[Instructions to follow] Transcribe all of the items below line by line, without changing a single character.

(Dataset excerpts on object pointing)
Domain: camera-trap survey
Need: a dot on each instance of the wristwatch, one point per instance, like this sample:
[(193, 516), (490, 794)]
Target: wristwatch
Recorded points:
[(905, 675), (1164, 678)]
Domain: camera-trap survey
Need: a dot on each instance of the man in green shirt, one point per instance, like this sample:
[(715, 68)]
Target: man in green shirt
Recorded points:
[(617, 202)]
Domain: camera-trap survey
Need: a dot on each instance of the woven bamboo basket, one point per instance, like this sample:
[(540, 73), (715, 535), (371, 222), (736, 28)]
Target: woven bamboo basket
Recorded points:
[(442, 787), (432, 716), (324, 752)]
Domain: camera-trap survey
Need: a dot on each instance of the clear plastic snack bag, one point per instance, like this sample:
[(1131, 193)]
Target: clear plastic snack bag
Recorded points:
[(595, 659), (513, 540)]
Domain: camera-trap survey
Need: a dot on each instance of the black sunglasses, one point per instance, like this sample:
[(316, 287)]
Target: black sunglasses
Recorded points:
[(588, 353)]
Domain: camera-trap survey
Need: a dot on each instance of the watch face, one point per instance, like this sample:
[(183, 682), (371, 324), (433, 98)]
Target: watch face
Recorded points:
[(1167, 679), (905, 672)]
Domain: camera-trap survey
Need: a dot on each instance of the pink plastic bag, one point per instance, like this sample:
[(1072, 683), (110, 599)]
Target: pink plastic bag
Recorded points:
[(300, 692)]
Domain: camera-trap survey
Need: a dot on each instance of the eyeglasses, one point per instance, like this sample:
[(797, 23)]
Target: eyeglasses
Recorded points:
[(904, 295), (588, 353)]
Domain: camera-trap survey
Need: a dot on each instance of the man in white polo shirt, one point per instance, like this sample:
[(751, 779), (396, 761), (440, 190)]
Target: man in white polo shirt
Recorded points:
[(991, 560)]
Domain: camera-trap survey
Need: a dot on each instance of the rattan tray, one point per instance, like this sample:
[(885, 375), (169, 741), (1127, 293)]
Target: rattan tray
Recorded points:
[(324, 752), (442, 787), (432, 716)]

[Answer to the task]
Domain: camera-trap survey
Need: a dot on each instance of the wristwatch, one point per instance, like this sample:
[(193, 516), (490, 794)]
Target: wristwatch
Recorded points:
[(905, 675), (1164, 678)]
Domain: camera-trap survey
Need: a dot on each instance of the man in green shirt, one point per instance, like this sample:
[(715, 68)]
Target: man in green shirt
Recorded points:
[(617, 202)]
Domain: camera-trap survey
Need: a dot on each instance of the woven bamboo basket, one point per instance, like this sample:
[(540, 73), (715, 535), (371, 222), (736, 28)]
Target: woven bamboo basket
Recorded points:
[(442, 787), (432, 716), (324, 752)]
Domain: camera-trap survey
Need: a dot on each instance of the clear plastic snack bag, one point per instance, like this sample:
[(1131, 193)]
Target: clear plastic snack bag
Recorded points:
[(595, 659), (513, 540)]
Domain: camera-trap survey
Need: a dot on each instance of the black sunglasses, one point per instance, like this sample:
[(316, 287)]
Target: black sunglasses
Recorded points:
[(588, 353)]
Domain: camera-trap survey
Need: a dot on each instance of the watch face, one point per instance, like this sample:
[(183, 682), (371, 324), (433, 98)]
Target: watch face
Recorded points:
[(1167, 679), (905, 672)]
Domain: camera-trap survey
Need: a dot on each instance of the pink plastic bag, one point per instance, like this sample:
[(1072, 683), (110, 599)]
Target: pink plastic bag
Recorded points:
[(300, 692)]
Domain: camera-trap survey
Need: a dot on each instance of the eyeglasses, one point per instance, like this sample:
[(797, 23)]
Target: eyeglasses
Recorded points:
[(904, 295), (588, 353)]
Domain: camera-trap survey
Need: a dot on each instance of the man in white polo shirt, one point per instance, like this sample:
[(751, 779), (396, 761), (440, 190)]
Target: man in white polo shirt
Recorded points:
[(991, 560)]
Domain: camera-trap survey
Need: a dot on each instance of the rattan tray, one point per instance, like this sample:
[(885, 375), (169, 741), (1127, 293)]
Target: rattan tray
Recorded points:
[(324, 752), (442, 787), (432, 716)]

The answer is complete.